Ce qu'on demande:
A. Dans l'extrait sur l'affaire judiciaire, quel jour le greffe a-t-il reçu la déclaration d'appel de M. et Mme [J] ?
B. Écrivez la suite de l'extrait sur l'affaire judiciaire, en partant de sa dernière phrase.

Extrait du document:
+---+
Par jugement du 1er juin 2018, le tribunal de commerce de Lille Métropole a prononcé la clôture de la procédure de liquidation judiciaire pour insuffisance d’actif.

Par jugement du 22 novembre 2022, tribunal judiciaire de Lille a :

débouté M. et Mme [J] de l’ensemble de leurs demandes ;

débouté la société CA Consumer Finance Département Sofinco de sa demande de paiement du capital restant dû au jour du premier impayé ;

condamné M. et Mme [J] solidairement aux dépens ;

débouté M. et Mme [J] ainsi que la société CA Consumer Finance Département Sofinco de leurs demandes au titre de l’article 700 du code de procédure civile ;

ordonné l’exécution provisoire de la décision.

Par déclaration reçue au greffe le 30 janvier 2023, M. et Mme [J] a interjeté appel des chefs du jugement les ayants déboutés de leurs demandes et condamnés aux dépens.

Par requête du 5 juillet 2023, les appelants ont saisi M. le Premier Président afin qu’il désigne un mandataire ad hoc aux fins de représenter la SARL Valentin Despierre.

Par ordonnance de 28 août 2023, Me [T] [I] a été désigné en qualité de mandataire ad hoc de la SARL Valentin Despierre.

Aux termes de leurs dernières conclusions déposées au greffe le 9 février 2024, M. et Mme [J] demandent à la cour, au visa des articles 1134 et suivants du code civil, des articles L. 311-32 et L. 312-48 du code de la consommation, de :

réformer le jugement entrepris en toutes ses dispositions ;

débouter la SA CA Consumer Finance de sa demande tendant à dire et juger que les conditions de résolution du contrat principal de prestations de services conclu avec la SARL Valentin Despierre ne sont pas réunies et qu’en conséquence le contrat de crédit affecté conclu par M. et Mme [J] n’est pas résolu.

débouter la SA CA Consumer Finance de sa demande tendant à débouter M. et Mme [J] de l’intégralité de leurs prétentions, demandes, fins et conclusions telles que formulées à l’encontre de la SA CA Consumer Finance.

débouter la SA CA Consumer Finance de sa demande tendant ordonner à M. et Mme [J] de poursuivre le règlement des échéances du prêt entre les mains de la SA CA Consumer Finance conformément aux stipulations du contrat de crédit affecté accepté par ses soins le 03 novembre 2015 et ce, jusqu’au plus parfait paiement.

Statuant à nouveau,

réformer les dispositions du jugement rejetant la demande de résolution du marché de travaux et statuant à nouveau prononcer l’annulation du marché de travaux qui a été régularisé entre la SARL Valentin Despierre et M. et Mme [J].
+---+
Matériel fourni:
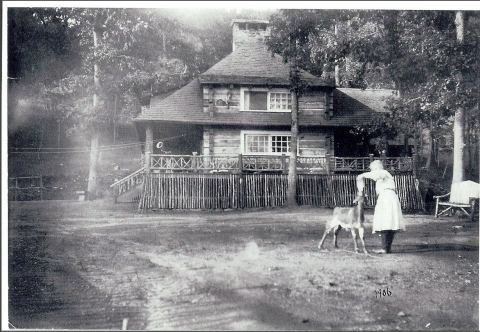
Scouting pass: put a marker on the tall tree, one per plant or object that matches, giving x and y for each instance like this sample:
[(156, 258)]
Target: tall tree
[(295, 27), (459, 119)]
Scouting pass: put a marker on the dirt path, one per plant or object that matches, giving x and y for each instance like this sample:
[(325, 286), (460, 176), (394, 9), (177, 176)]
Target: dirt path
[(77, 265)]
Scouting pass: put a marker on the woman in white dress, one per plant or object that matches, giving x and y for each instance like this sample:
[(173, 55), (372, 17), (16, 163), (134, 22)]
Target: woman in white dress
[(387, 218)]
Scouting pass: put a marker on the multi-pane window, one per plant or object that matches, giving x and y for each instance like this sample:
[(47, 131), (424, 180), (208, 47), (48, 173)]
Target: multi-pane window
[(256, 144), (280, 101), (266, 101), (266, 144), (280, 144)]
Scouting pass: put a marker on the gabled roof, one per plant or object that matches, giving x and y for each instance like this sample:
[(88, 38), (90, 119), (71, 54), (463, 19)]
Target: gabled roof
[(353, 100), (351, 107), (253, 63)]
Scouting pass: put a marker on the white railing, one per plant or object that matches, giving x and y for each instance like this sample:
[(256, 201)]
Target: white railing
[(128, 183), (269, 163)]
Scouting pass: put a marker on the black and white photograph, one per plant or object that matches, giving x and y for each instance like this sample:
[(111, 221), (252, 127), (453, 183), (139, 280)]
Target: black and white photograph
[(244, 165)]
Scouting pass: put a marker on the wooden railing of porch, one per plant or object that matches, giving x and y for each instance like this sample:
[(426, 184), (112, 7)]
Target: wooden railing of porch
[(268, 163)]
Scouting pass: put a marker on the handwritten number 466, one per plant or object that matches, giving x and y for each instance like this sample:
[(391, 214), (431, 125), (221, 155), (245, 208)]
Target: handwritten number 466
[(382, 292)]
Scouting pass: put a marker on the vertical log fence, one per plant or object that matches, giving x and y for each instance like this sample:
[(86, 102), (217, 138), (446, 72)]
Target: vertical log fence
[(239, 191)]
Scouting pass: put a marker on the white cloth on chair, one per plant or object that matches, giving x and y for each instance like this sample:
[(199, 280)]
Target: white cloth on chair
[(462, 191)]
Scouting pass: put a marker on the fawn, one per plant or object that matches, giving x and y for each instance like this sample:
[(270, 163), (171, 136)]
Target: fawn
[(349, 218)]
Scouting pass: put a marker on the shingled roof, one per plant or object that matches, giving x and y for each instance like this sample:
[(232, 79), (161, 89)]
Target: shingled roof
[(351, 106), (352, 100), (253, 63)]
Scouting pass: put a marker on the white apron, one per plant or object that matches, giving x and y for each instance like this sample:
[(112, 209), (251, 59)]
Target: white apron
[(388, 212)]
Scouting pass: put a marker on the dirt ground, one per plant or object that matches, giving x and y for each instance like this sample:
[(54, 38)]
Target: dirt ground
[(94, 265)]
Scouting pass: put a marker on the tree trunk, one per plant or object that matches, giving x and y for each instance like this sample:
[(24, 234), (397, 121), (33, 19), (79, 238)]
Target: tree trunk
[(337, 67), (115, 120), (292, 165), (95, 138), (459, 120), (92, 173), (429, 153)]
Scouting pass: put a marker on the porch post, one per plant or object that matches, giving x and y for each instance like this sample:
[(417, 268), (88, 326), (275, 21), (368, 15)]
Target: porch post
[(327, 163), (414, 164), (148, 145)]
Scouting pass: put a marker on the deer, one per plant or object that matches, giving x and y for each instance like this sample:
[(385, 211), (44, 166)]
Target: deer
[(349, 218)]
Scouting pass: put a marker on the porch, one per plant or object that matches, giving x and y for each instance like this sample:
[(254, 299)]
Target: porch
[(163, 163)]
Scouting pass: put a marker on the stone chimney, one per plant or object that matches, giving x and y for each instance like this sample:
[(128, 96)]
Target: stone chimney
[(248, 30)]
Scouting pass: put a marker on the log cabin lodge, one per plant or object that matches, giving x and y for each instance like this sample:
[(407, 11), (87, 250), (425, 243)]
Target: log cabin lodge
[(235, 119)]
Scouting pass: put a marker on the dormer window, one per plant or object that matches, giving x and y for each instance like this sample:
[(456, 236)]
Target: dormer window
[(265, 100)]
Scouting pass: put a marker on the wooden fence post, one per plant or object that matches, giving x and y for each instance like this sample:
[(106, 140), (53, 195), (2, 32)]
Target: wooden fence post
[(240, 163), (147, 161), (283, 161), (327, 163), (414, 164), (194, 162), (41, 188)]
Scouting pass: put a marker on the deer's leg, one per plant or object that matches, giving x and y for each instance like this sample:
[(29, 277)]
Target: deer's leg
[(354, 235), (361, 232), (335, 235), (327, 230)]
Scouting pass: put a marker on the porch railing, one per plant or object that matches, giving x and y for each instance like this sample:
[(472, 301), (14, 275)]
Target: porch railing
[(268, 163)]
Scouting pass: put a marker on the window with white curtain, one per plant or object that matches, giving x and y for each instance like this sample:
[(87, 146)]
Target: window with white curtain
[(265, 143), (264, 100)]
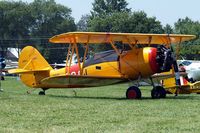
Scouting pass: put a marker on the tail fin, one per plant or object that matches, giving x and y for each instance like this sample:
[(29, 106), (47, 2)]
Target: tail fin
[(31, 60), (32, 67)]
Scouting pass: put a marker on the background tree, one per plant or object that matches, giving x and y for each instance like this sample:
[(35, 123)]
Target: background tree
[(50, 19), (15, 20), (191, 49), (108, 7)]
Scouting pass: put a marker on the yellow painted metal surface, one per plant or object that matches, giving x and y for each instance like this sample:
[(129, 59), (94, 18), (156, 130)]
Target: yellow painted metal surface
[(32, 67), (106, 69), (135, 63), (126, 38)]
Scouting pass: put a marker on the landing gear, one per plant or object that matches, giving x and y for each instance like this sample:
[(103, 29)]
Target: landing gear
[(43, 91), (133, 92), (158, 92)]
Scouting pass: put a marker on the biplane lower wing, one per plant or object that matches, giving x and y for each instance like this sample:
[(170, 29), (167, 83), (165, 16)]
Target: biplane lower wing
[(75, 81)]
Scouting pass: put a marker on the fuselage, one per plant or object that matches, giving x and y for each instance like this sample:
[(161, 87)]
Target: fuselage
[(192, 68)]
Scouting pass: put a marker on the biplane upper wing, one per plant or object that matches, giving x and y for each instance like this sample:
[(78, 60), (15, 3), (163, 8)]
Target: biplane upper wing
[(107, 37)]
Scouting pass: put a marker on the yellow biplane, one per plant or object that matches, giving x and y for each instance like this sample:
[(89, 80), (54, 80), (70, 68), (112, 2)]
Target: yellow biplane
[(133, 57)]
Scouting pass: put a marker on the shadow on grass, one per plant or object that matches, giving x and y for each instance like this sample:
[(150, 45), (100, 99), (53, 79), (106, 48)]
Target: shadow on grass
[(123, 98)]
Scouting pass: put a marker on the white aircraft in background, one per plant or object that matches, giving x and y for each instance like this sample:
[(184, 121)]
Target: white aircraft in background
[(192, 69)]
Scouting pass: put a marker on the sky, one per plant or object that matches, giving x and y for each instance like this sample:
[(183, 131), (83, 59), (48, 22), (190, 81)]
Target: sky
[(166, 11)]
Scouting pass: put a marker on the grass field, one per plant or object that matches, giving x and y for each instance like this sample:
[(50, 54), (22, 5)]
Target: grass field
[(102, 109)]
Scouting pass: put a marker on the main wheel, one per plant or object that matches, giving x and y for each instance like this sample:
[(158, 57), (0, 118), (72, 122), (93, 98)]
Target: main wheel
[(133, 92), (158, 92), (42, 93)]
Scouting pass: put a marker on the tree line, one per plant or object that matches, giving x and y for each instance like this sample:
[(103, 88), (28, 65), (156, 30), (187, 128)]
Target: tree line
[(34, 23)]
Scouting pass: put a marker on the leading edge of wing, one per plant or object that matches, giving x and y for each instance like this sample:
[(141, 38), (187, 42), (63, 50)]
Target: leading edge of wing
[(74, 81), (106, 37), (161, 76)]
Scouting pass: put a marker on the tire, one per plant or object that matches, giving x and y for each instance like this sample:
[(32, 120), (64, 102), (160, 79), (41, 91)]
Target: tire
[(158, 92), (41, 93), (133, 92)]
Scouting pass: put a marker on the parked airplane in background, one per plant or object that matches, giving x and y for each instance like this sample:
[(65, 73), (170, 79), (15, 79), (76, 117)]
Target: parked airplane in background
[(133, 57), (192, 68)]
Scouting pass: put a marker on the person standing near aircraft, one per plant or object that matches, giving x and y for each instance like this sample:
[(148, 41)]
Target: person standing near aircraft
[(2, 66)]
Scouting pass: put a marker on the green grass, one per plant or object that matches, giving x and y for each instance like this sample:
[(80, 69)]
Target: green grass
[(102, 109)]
+---+
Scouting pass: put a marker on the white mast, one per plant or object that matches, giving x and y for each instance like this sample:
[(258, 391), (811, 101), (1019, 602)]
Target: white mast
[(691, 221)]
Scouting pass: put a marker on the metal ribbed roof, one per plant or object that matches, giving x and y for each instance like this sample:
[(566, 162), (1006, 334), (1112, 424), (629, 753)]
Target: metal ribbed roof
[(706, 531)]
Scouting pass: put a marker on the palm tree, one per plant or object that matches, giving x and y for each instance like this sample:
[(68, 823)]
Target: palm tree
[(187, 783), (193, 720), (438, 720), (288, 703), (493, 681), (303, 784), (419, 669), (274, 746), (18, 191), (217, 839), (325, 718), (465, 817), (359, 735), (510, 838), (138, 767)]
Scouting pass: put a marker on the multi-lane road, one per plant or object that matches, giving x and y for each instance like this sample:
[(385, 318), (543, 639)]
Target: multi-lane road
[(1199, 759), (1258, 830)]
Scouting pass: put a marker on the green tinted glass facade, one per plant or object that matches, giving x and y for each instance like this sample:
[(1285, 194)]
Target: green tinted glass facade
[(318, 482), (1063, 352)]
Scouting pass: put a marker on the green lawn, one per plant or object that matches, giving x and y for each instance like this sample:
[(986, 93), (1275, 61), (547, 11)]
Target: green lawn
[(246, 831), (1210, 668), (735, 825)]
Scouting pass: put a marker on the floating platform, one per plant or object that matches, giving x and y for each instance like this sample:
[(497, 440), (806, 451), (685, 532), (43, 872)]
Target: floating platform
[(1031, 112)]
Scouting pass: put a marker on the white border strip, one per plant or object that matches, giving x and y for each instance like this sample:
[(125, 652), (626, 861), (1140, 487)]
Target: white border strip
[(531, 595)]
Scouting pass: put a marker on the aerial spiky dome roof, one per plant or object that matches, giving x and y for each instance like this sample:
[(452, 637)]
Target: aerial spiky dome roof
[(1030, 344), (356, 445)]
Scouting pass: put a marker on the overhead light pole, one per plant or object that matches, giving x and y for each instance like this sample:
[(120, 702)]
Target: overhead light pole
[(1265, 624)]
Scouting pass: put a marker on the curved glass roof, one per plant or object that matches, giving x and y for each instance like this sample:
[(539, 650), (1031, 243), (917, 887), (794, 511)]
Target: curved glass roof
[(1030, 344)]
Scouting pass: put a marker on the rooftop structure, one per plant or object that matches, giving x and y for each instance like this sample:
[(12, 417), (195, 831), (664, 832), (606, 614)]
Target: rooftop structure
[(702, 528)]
+---+
Réponses une à une:
A. Le 30 janvier 2023.

B.
réformer les dispositions du jugement rejetant la demande tendant à la résolution du marché de travaux conclu avec la SARL Valentin Despierre ; et statuant à nouveau prononcer l’annulation du marché de travaux qui a été régularisé entre la SARL Valentin Despierre et M. et Mme [J] en raison de l’importance des malfaçons et du fait que la SARL Valentin Despierre n’a pas respecté ses obligations contractuelles.

réformer les dispositions du jugement rejetant la demande tendant à la résolution du marché de travaux conclu avec la SARL Valentin Despierre ; et statuant à nouveau prononcer l’annulation du marché de travaux puisque le bon de commande ne comprend pas de formulaire détachable de rétractation.

réformant les dispositions du jugement rejetant la demande de dommage et intérêts et statuant à nouveau condamner Maître [T] [I], pris en sa qualité de liquidateur judiciaire et désormais mandataire ad hoc de la SARL Valentin Despierre à payer à M. et Mme [J] la somme de 104 932,85 euros de dommages et intérêts.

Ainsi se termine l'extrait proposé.